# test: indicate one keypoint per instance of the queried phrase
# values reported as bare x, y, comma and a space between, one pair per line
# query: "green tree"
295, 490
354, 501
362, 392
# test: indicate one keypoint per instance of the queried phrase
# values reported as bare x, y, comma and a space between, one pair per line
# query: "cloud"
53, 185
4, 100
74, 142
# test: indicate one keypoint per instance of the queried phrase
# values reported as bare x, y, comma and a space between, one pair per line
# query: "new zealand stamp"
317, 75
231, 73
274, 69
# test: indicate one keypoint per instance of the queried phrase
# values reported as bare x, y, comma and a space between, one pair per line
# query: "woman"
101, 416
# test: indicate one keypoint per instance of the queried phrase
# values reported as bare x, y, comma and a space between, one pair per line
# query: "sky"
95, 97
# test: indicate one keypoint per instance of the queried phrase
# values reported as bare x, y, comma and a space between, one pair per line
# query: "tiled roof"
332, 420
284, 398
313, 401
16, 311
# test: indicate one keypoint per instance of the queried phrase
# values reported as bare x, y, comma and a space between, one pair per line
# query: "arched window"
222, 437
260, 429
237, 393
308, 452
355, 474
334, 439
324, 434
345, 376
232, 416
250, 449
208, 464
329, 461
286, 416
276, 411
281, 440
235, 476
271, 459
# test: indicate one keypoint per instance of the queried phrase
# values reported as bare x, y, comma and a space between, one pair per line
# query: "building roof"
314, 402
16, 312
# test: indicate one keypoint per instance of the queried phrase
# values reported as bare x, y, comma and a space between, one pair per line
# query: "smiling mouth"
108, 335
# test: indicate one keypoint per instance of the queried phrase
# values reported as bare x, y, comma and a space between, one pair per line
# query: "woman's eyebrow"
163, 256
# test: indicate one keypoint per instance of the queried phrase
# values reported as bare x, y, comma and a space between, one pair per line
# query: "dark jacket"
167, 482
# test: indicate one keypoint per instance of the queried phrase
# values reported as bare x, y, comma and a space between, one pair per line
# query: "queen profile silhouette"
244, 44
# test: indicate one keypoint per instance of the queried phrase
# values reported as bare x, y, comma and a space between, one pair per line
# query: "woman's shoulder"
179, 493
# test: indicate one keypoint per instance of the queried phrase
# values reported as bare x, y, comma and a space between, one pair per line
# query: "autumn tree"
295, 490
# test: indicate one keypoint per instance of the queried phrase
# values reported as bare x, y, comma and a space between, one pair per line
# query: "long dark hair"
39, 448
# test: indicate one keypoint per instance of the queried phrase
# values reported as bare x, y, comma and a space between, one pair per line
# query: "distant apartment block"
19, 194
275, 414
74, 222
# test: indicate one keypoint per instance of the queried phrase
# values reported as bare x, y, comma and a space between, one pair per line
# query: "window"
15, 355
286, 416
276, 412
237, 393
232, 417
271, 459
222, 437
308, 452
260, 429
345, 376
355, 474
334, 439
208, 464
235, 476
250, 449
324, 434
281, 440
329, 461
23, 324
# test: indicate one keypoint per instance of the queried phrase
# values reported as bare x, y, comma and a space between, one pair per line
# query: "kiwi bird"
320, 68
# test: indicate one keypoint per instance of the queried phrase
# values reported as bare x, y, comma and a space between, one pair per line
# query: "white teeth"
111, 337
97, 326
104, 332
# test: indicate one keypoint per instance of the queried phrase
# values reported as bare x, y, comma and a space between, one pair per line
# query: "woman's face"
------------------------------------------------------------------------
■ Directions ■
No line may be left out; the records are to be transcribed in full.

■ Task output ■
# test: indicate one keypoint per instance of the queried phrase
# values reported as bare x, y, comma and a space between, one pair per line
# query: "green tree"
295, 490
354, 501
362, 392
# test: indicate one keypoint per instance of the queried phrase
# values reported as bare x, y, comma and a space between, one pair per line
# query: "cloud"
53, 185
4, 100
74, 142
# test: indicate one keypoint per instance of the queried phrase
# values reported as bare x, y, comma and a space between, one pair per line
# query: "new zealand stamp"
317, 75
231, 73
274, 69
# test: indicate one keypoint per instance of the queried phrase
# values reported as bare x, y, comma and a space between, one pair per line
# query: "woman"
101, 416
# test: indicate one keypoint per instance of the queried phrase
# values reported as bare x, y, comma and a space between, one pair per line
# query: "sky"
95, 97
# test: indicate one keypoint per instance of the queried phrase
# values reported as bare x, y, comma and a space between, one pair per line
# query: "tiled roof"
332, 420
284, 398
313, 401
16, 311
# test: indicate one keypoint per instance of the queried phrase
# values reported as bare x, y, comma and a space between, one pair per line
# query: "arched window"
222, 437
260, 429
237, 393
308, 452
355, 474
334, 439
324, 434
345, 376
232, 416
250, 449
208, 464
329, 461
286, 416
276, 411
281, 440
235, 476
271, 459
# test: indicate one keypoint per instance of the queried phrase
# values reported as bare x, y, comma and a space between, one pair per line
# query: "building roof"
314, 402
16, 312
# test: indicate one keypoint per instance of the queried phrase
# values reported as bare x, y, comma and a space between, one pair per line
# query: "smiling mouth"
108, 335
# test: indicate one keypoint per instance of the queried phrase
# values reported as bare x, y, comma and a space between, one pair per line
# query: "woman's eyebrow"
163, 256
# test: indicate one keypoint per instance of the queried phrase
# values reported as bare x, y, comma and a space between, one pair per line
# query: "dark jacket"
167, 482
# test: indicate one keypoint per instance of the queried phrase
# values reported as bare x, y, comma and a space between, one pair per line
# query: "queen profile silhouette"
244, 44
# test: indicate one keypoint per instance of the queried phrase
# values reported as bare x, y, comma and a space between, one pair per line
# query: "woman's shoulder"
179, 493
# test: indicate one keypoint per instance of the queried phrase
# values reported as bare x, y, comma and a space between, one pair per line
# query: "autumn tree"
295, 490
# test: indicate one keypoint per instance of the queried phrase
# values reported as bare x, y, comma and a space between, one pair per line
# query: "long dark hair"
39, 448
# test: indicate one keypoint per instance of the queried phrase
# values reported as bare x, y, comma and a space between, one pair per line
# query: "distant apartment block"
19, 194
275, 414
74, 222
# test: indicate one keypoint per instance of the queried phrase
# values reported as bare x, y, comma and a space between, one pair per line
# query: "window"
15, 355
286, 416
276, 412
237, 393
232, 417
271, 459
222, 437
308, 452
260, 429
345, 376
355, 474
334, 439
208, 464
235, 476
250, 449
324, 434
281, 440
329, 461
23, 324
# test: indicate one keypoint per instance of the queried phrase
# values reported as bare x, y, comma and a space between, one pair per line
# query: "kiwi bird"
320, 68
# test: indicate one keypoint per instance of the queried phrase
# values reported as bare x, y, comma and a space between, one pair per line
# query: "white teeth"
111, 337
97, 326
104, 332
# test: indicate one keypoint per instance of the queried phrase
# values reported as bare x, y, comma and a space between, one pair per line
# query: "woman's face"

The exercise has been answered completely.